## WORK ORDER A
Answer these questions from the style guide below, each on its own line:
(i) What abbreviation does it give for download speeds?
(ii) Which quotation marks does it call for in headlines, subheads and captions?
(iii) What does it say to insert when some text is left out of an indented quote?
## WORK ORDER B
Carry on writing the style guide below, picking up after its last sentence.

When used as a form of address, a common noun is capped and becomes a title: President Obama, Queen Elizabeth, Pope Francis, Governor Chernov, Prime Minister Malcom Turnbull and Opposition Leader Bill Shorten.

No caps for “government” – Australian government, federal government, state government and the government – and “federal” is lower case when not part of an official title – “at state and federal levels” and “the federal government funds cats on Roombas”. The little red dotted line may say otherwise, but “internet” is lowercase, even when you’re talking about the internet.

No caps for “first world war” or “second world war”, but abbreviations are WWI and WWII respectively.

Speaking of abbreviations, download speeds are in Mbps (not Mb/s) and Australia and the UK are metric, remember, so weight is in kg or tonnes – not lb or tons.

Use caps for our Sun, the Earth’s Moon and our Solar System, but other planets may have their own moons, and other stars their own star system.

‘Single quotation marks’ in subheads

If you need to quote someone or something, you should always use double quotation marks in text – regardless of whether it’s a direct quote or non-quote text – and single in headlines, subheads and captions.

Be sure punctuation falls “outside quotation marks” for partial quotes, and the same applies “at the end of a sentence”. There are two exceptions to this, though. If the quoted text follows a colon: “then the full stop (or question mark or whatever) is inside.” If the full quote stands alone, then it also includes punctuation. “In that case, it looks like this.”

If you’re quoting more than a sentence, it can be nice to indent it. If you do that:

Capitalise. You don’t need to use quotation marks and if you omit some text […] stick an ellipsis in square brackets. Don’t forget punctuation – you don’t want to leave people hanging.

Embedding bits and bobs

Want to pop in a video? Great! Be sure to reference it in the text too.

## STUDY MATERIAL
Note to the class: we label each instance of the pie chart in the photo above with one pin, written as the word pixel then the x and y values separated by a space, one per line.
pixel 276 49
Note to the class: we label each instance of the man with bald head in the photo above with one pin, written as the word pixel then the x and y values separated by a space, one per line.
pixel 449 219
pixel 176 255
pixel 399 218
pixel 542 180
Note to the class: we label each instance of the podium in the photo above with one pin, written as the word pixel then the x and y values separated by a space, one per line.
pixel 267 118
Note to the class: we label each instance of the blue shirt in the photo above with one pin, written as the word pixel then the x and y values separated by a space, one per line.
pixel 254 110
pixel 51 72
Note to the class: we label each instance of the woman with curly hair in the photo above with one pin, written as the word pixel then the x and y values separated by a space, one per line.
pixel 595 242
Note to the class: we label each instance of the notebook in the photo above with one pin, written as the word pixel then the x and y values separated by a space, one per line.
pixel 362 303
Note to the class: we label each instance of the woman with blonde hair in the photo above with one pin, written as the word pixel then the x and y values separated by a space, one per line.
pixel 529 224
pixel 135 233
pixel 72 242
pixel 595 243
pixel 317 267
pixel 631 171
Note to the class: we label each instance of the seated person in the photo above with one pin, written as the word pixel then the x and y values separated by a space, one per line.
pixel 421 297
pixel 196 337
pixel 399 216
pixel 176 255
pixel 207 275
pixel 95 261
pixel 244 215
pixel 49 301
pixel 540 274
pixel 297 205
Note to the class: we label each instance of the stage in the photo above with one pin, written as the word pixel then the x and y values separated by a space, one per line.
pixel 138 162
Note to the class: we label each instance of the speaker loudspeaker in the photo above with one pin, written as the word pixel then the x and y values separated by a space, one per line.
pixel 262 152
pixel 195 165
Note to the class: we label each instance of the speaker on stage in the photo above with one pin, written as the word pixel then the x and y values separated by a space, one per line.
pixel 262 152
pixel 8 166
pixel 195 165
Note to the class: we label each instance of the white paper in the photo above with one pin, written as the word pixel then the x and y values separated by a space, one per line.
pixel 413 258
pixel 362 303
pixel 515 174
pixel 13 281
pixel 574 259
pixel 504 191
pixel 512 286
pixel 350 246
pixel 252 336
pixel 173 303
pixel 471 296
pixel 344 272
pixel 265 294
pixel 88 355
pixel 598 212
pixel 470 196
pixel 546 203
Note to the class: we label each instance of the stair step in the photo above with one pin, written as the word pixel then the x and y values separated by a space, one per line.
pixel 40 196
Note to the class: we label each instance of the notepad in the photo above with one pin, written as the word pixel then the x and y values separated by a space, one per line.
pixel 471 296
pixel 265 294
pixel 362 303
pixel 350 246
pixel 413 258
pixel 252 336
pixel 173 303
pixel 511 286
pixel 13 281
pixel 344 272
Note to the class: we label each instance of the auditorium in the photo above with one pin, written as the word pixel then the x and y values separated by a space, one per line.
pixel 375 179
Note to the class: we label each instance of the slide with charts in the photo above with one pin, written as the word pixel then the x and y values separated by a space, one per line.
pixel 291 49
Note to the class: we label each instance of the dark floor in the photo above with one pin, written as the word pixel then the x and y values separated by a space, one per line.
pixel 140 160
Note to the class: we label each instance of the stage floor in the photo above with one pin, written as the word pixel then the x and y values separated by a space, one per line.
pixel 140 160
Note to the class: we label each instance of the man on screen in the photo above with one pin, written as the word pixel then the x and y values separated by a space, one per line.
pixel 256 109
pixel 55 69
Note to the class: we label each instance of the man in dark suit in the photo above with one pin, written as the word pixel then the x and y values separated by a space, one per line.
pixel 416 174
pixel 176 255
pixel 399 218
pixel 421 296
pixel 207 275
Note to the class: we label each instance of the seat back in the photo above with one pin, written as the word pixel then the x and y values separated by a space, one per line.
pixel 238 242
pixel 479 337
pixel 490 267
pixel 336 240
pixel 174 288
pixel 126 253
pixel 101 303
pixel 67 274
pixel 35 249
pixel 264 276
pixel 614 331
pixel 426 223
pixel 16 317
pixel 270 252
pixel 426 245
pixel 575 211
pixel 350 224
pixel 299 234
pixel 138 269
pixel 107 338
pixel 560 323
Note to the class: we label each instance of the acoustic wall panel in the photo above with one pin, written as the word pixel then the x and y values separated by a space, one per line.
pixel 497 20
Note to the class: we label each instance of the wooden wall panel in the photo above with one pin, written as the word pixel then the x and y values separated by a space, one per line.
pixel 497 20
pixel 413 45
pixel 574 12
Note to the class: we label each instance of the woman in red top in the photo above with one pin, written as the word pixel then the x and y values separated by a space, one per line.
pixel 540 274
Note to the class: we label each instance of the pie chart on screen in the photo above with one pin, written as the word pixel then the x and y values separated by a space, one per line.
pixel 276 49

## EXPECTED OUTPUT A
(i) Mbps (not Mb/s).
(ii) Single quotation marks.
(iii) An ellipsis in square brackets […].

## EXPECTED OUTPUT B
If you need quotation marks, use ‘singles’. The video caption must end with punctuation.

What about a picture?

image Don’t forget to check the license on the photo – it must be (minimum) Creative Commons Attribution – and use a full stop. If it's a screenshot, simply write 'Screenshot'

The above gives you the image below.

image ‘Single quotation marks’ in captions, and don’t forget a full stop. Credit/Source without a full stop, CC BY-NC-SA

It’s nice to use lists. If you need dot points:

  • don’t capitalise
  • no punctuation after list items
  • except the final one.

For numbered lists, the rules are the same:

  1. don’t capitalise
  2. no punctuation after list items
  3. except the final one.

A bit of style

image Portrait-oriented images usually look best on the left or right, while landscape orientations look best centred. Credit/Source without a full stop, CC BY

For dashes in sentences, use an em dash surrounded by spaces – check these guys out – not an en dash. You can get an em dash on a Mac by holding down the option key, then hitting the dash key. En dashes are for hyphenated words, such as a devil-may-care cat on a Roomba.

For ellipses, be sure there is a space … either side of the three dots, unless you’re denoting omitted text (see indented text above).

Italicise genus and species names – such as Homo sapiens – and foreign words such as laissez-faire. Not book names or journals, though.

When inserting links, don’t link punctuation such as “quotation marks” and full stops. If you are linking to something with an acronym, link the acronym rather than the full name, such as the Roomba Cat Appreciation Society (RCAS).

From letters to numbers

Spell out numbers from one to ten, and 11 upwards in digits. If you’re talking percentages, use the % symbol.

In Australia and the UK, temperature is measured in Centigrade – not Fahrenheit – and is simply denoted with a C: the weather was a balmy 30C today.

Money, honey? If the amount is from Australia, refer to it in A$, such as A$7 Medicare co-payment. Similarly, if it’s US dollars, they’re US$ – such as US$3 million worth of cats on Roombas. Do this throughout – sometimes one article will switch currencies multiple times.

Unless they’re postcodes, zip codes or years, numbers with four digits or more need commas. I watched 1,000 cat videos on YouTube in 2013. Dates go like this: September 1 2001.